### BRIEF
Convert the lines of the material below into a JSON list of strings, one string per line with blank lines omitted, starting at the line containing "Presumably the silver" and ending at the end of the material, both ends included.

### DATA SHOWN
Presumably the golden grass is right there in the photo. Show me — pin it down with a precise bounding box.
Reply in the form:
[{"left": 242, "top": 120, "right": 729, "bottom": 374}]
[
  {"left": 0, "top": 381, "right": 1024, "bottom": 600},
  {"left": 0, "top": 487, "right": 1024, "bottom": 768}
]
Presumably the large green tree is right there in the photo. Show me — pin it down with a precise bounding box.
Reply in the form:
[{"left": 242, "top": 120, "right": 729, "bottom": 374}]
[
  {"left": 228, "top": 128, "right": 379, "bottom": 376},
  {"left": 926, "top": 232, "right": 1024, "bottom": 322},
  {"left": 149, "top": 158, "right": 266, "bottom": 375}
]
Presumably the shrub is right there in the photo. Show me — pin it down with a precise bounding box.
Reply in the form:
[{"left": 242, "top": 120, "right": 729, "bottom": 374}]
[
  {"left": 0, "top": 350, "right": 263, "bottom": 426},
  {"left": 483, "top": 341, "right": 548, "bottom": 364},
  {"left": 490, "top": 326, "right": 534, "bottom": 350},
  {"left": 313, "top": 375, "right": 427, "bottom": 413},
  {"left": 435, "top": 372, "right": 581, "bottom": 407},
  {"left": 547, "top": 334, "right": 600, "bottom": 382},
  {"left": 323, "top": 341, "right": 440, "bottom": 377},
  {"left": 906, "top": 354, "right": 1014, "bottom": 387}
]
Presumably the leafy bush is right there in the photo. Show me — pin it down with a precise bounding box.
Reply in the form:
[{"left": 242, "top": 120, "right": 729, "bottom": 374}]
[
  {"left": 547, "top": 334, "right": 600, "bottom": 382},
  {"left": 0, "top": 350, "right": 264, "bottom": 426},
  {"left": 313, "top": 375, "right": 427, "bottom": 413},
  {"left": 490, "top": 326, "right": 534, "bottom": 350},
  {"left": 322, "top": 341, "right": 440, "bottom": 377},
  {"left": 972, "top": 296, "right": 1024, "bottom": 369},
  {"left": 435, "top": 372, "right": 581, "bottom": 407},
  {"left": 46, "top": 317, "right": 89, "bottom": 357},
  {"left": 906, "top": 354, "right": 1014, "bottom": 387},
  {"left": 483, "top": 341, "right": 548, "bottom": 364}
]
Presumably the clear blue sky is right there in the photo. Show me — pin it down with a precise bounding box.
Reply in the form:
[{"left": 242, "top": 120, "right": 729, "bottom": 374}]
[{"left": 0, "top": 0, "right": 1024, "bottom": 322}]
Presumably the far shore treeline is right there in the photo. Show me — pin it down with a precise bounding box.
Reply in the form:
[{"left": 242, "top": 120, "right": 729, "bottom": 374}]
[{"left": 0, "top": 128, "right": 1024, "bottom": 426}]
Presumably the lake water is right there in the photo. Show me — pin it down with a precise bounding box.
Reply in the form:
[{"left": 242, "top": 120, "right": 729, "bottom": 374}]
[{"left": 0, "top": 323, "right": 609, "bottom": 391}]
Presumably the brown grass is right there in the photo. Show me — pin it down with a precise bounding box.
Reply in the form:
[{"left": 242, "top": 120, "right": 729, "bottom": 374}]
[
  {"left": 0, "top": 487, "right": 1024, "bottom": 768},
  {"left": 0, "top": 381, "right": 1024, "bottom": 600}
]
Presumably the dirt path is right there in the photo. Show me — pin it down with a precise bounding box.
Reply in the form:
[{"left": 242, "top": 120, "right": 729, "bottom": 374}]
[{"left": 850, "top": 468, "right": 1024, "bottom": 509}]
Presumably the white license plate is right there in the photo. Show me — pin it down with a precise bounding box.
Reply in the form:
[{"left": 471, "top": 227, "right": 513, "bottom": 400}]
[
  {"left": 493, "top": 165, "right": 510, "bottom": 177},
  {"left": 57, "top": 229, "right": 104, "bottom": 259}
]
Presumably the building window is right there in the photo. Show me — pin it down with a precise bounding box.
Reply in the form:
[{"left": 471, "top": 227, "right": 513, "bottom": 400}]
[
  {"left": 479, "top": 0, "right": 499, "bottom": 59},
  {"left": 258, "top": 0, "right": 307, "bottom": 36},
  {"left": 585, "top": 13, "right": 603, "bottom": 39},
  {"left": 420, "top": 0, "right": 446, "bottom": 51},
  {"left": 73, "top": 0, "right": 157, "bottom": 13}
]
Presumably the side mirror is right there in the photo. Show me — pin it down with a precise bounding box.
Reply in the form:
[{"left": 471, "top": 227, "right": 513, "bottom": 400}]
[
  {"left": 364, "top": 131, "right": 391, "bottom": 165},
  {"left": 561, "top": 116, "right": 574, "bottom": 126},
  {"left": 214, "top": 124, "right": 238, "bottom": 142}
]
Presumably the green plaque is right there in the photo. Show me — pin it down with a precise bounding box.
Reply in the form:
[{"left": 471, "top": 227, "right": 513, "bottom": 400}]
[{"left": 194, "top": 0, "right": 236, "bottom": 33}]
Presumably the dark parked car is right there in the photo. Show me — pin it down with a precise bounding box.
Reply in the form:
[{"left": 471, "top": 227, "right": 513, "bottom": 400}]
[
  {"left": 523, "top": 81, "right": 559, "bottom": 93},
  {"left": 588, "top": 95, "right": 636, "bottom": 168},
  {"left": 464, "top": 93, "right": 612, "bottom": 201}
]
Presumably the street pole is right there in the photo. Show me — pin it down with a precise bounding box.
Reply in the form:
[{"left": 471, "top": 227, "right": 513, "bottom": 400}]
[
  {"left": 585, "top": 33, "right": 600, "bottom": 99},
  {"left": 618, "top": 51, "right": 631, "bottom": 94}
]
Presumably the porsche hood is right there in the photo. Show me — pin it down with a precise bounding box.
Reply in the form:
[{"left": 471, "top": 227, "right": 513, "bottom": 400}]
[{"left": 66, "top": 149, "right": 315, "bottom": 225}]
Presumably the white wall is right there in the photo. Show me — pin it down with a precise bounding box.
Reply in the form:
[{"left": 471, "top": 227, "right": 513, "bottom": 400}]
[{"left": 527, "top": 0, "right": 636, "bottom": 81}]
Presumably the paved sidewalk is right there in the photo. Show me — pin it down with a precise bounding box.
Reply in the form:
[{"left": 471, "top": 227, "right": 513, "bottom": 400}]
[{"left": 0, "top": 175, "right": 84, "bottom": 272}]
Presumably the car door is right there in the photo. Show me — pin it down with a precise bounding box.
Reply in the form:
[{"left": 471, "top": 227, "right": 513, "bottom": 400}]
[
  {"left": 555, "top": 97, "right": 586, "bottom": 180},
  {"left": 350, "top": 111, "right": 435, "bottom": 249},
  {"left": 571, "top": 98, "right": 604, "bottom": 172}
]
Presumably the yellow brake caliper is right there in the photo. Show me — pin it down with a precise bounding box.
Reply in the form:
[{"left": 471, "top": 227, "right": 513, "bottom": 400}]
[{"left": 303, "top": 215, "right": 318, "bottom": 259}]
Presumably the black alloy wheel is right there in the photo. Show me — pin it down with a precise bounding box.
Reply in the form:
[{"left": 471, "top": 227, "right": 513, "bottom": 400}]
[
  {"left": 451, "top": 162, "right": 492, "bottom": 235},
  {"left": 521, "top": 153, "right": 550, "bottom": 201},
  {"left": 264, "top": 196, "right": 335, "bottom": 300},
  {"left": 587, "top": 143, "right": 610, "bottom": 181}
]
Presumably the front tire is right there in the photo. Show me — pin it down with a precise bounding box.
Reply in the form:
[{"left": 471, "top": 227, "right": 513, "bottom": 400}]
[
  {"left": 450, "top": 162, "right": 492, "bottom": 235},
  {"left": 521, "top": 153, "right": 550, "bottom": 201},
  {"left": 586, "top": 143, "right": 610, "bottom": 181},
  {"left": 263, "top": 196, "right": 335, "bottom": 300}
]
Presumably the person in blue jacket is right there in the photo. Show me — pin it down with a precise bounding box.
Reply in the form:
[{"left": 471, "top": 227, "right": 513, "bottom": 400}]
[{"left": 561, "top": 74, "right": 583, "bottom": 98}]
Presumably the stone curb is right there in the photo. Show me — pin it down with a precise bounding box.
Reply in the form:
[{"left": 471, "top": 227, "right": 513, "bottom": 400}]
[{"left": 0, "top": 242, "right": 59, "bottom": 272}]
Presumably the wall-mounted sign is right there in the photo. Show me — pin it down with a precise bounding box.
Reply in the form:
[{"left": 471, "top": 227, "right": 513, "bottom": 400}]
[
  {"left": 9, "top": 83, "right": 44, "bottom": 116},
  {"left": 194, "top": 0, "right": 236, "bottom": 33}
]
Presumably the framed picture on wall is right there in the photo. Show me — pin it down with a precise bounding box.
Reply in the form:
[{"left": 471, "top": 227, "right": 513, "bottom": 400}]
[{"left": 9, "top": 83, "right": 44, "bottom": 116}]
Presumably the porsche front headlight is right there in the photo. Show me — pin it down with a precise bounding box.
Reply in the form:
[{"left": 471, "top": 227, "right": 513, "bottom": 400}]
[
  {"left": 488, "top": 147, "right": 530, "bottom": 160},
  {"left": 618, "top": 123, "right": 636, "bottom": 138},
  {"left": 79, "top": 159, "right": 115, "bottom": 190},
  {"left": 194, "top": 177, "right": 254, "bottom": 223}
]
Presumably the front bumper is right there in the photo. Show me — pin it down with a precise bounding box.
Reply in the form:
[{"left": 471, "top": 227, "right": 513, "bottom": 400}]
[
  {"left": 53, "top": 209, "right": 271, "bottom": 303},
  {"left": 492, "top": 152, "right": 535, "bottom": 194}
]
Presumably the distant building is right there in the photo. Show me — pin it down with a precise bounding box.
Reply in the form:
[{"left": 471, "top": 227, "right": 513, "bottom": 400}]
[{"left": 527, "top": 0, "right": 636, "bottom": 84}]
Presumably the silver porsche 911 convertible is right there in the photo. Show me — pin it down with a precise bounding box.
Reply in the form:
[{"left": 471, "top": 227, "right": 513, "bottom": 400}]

### TASK ANSWER
[
  "Presumably the silver porsche 911 convertible is right there in the photo. Show me — pin it down with a precise bounding box.",
  "Reply in the form:",
  "[{\"left\": 471, \"top\": 227, \"right\": 513, \"bottom\": 400}]"
]